YOUR INSTRUCTIONS
Revise the material below so that every "rings" becomes "outlines", and leave the rest unchanged.

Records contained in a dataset
=======

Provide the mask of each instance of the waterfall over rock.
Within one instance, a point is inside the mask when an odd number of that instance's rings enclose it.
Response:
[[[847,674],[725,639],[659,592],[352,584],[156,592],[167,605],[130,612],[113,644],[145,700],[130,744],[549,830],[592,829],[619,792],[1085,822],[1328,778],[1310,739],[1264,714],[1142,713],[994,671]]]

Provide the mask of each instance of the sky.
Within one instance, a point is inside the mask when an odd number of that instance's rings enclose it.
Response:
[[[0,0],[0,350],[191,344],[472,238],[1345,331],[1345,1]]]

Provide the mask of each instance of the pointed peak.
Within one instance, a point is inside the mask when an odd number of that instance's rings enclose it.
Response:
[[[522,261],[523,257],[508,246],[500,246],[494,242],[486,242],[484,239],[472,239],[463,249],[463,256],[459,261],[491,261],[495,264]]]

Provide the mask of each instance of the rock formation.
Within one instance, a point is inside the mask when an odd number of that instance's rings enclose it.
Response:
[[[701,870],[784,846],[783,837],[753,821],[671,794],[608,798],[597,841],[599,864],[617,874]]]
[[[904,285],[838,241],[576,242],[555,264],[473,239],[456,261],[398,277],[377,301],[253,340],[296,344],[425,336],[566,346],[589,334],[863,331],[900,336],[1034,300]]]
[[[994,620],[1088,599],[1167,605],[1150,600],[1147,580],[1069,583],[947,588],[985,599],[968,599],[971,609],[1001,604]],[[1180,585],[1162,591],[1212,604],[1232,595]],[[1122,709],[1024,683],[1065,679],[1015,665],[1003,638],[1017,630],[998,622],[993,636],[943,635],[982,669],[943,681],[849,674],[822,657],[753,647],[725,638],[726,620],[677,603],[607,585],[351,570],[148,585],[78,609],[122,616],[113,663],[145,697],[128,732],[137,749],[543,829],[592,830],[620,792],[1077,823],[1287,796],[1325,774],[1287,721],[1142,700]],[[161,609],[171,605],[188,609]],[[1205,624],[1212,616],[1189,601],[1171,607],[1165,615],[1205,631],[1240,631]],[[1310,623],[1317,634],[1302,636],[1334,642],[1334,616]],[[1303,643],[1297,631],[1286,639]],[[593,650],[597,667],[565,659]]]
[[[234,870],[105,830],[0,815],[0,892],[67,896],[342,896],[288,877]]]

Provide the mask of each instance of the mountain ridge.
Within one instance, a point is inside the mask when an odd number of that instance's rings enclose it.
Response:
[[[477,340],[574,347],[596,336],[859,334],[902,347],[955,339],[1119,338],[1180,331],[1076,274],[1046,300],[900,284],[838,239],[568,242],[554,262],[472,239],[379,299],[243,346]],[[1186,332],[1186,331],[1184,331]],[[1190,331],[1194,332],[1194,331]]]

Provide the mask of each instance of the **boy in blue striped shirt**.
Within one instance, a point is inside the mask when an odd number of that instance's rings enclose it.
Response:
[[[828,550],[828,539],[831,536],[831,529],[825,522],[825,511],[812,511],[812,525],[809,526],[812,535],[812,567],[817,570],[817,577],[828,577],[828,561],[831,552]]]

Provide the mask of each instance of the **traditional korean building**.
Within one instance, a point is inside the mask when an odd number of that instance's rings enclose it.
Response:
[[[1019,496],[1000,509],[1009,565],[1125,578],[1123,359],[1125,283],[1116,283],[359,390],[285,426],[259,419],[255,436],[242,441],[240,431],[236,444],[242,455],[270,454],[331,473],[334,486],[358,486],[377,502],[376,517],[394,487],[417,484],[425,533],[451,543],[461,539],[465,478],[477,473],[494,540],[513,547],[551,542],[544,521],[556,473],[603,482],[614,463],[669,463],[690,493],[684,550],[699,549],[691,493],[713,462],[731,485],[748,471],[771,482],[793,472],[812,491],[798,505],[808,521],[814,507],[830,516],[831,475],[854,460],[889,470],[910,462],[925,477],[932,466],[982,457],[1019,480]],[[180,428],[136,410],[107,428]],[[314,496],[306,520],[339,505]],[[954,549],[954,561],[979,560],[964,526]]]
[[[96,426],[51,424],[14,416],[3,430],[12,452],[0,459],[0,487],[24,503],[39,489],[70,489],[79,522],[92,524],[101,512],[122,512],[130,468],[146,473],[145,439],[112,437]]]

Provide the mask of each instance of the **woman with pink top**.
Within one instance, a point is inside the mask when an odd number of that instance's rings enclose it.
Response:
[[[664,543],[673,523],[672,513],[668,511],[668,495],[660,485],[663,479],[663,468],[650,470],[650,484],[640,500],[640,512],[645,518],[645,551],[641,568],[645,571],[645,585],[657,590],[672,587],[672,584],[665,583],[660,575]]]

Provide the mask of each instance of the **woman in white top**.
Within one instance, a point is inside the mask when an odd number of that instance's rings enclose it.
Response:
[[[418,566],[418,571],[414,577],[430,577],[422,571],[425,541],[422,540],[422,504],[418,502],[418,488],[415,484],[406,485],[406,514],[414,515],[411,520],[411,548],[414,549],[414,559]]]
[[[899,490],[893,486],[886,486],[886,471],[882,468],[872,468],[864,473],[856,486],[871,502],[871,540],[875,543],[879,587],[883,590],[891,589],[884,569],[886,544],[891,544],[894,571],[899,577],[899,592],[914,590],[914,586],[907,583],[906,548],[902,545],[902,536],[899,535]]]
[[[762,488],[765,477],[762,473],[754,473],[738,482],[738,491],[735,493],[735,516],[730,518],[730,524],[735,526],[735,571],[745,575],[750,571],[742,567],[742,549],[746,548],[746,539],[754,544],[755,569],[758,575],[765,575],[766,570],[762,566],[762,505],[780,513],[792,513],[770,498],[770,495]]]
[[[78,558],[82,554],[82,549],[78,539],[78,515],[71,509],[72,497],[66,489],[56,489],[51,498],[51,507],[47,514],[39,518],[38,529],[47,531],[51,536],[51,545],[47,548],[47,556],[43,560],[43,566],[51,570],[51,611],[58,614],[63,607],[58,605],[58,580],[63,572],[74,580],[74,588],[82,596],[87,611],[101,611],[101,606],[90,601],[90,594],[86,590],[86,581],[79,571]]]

=======

COMPLETE OUTPUT
Provide the mask of each instance of the waterfall over rock.
Within one instance, a point is inside the mask when an odd number of that instance's outlines enclose it.
Response:
[[[847,674],[725,639],[659,592],[352,584],[156,592],[167,605],[130,612],[113,644],[145,700],[130,744],[549,830],[592,829],[619,792],[1085,822],[1328,778],[1310,739],[1264,714],[1142,713],[994,671]]]

Provide the mask of each instance of the sky.
Within one instance, a point is inside the mask when an odd number of that instance's outlines enclose it.
Response:
[[[0,0],[0,350],[191,344],[472,238],[1345,331],[1345,1]]]

Provide the mask of each instance of the pointed peak.
Within one instance, a point is inside the mask when an odd number of that instance's outlines enclose it.
Response:
[[[522,261],[523,257],[508,246],[500,246],[494,242],[486,242],[484,239],[472,239],[463,249],[463,256],[459,261],[491,261],[495,264]]]

Provide the mask of each instance of the rock formation.
Within one instance, a point is inside the mask when an odd number of that instance's outlines enclose it.
Response:
[[[701,870],[784,846],[783,837],[753,821],[671,794],[608,798],[597,841],[599,864],[617,874]]]
[[[904,285],[838,241],[576,242],[555,264],[473,239],[456,261],[398,277],[377,301],[253,340],[296,344],[425,336],[566,346],[589,334],[863,331],[900,336],[1034,300]]]
[[[994,620],[1088,599],[1167,605],[1150,600],[1147,580],[1069,583],[947,588],[985,599],[968,599],[971,609],[1001,604]],[[1180,585],[1162,591],[1212,604],[1232,595]],[[1122,709],[1024,683],[1065,679],[1015,665],[1003,638],[1017,630],[998,622],[993,636],[943,635],[982,669],[943,681],[849,674],[822,657],[753,647],[725,638],[726,620],[677,603],[607,585],[351,570],[148,585],[78,609],[122,616],[113,663],[145,697],[128,732],[137,749],[543,829],[592,830],[620,792],[1077,823],[1287,796],[1325,774],[1287,721],[1142,700]],[[161,609],[171,605],[188,609]],[[1205,624],[1212,616],[1189,601],[1171,607],[1165,615],[1205,631],[1240,631]],[[1310,623],[1317,634],[1302,636],[1334,642],[1334,616]],[[1303,643],[1297,631],[1286,639]],[[593,650],[597,667],[565,659]]]
[[[234,870],[105,830],[0,815],[0,892],[67,896],[342,896],[288,877]]]

Provide the mask of each instance of the mountain ridge.
Within one instance, a point is inside the mask when an odd number of that instance's outlines enclose it.
Response:
[[[477,340],[574,347],[596,336],[859,334],[902,347],[955,339],[1119,338],[1180,331],[1076,274],[1046,300],[900,284],[838,239],[568,242],[554,262],[472,239],[379,299],[243,346]],[[1186,332],[1186,331],[1184,331]],[[1190,331],[1194,332],[1194,331]]]

Provide the mask of each instance of the **boy in blue striped shirt**.
Within one instance, a point is inside the mask when an odd number of that instance's outlines enclose it.
Response:
[[[828,550],[828,539],[831,536],[831,529],[825,522],[825,511],[812,511],[812,525],[809,526],[812,535],[812,567],[817,570],[817,577],[828,577],[828,561],[831,552]]]

Provide the mask of each instance of the **traditional korean building**.
Within one instance, a point is inside the mask when an odd number of that instance's outlines enclose it.
Response:
[[[1019,496],[1000,509],[1009,565],[1125,578],[1123,359],[1125,283],[1116,283],[359,390],[285,426],[259,419],[255,436],[242,441],[240,431],[236,444],[242,455],[270,454],[331,473],[334,486],[358,486],[377,502],[376,517],[394,487],[417,484],[425,533],[451,543],[461,539],[465,478],[477,473],[494,540],[513,547],[551,542],[544,521],[556,473],[603,482],[614,463],[669,463],[690,493],[684,550],[699,549],[691,493],[713,462],[731,485],[748,471],[771,482],[793,472],[812,491],[798,505],[808,521],[814,507],[830,516],[831,475],[854,460],[889,470],[910,462],[925,477],[932,466],[982,457],[1019,480]],[[180,428],[136,410],[107,428]],[[314,496],[306,520],[339,505]],[[954,549],[954,561],[979,560],[964,526]]]
[[[96,426],[51,424],[14,416],[3,430],[12,452],[0,459],[0,487],[24,503],[39,489],[70,489],[79,522],[92,524],[101,512],[122,512],[130,468],[146,473],[145,439],[112,437]]]

Provide the mask of each instance of the **woman with pink top**.
Within one instance, a point is inside the mask when an odd number of that instance's outlines enclose it.
Response:
[[[664,543],[673,523],[672,513],[668,511],[668,495],[660,485],[663,479],[663,468],[650,470],[650,484],[640,500],[640,512],[645,518],[645,551],[641,568],[645,571],[645,585],[657,590],[672,587],[672,584],[665,583],[660,575]]]

Provide the mask of each instance of the **woman in white top**.
Within one instance, a point is inside the mask when an odd number of that instance's outlines enclose it.
Response:
[[[418,566],[418,571],[414,577],[430,577],[422,571],[425,541],[422,540],[422,504],[418,502],[418,488],[415,484],[406,485],[406,514],[414,515],[411,520],[411,548],[414,549],[414,559]]]
[[[899,490],[893,486],[886,486],[886,471],[882,468],[872,468],[864,473],[856,486],[871,502],[871,540],[875,543],[879,587],[883,590],[891,589],[884,569],[886,544],[891,544],[894,571],[899,577],[899,592],[914,590],[914,586],[907,583],[906,548],[902,545],[902,536],[899,535]]]
[[[762,488],[765,477],[762,473],[754,473],[738,482],[738,491],[735,493],[735,516],[730,518],[730,524],[735,526],[735,571],[745,575],[750,571],[742,567],[742,549],[746,548],[746,539],[754,544],[755,569],[758,575],[765,575],[766,570],[762,566],[762,505],[780,513],[792,513],[770,498],[770,495]]]
[[[78,558],[82,554],[82,549],[78,539],[78,515],[71,509],[72,497],[66,489],[56,489],[51,498],[51,507],[47,514],[39,518],[38,529],[47,531],[51,536],[51,545],[47,548],[47,556],[43,560],[43,566],[51,570],[51,611],[58,614],[63,607],[58,605],[58,580],[63,572],[74,580],[74,588],[82,596],[87,611],[101,611],[101,606],[90,601],[90,594],[86,590],[86,581],[79,571]]]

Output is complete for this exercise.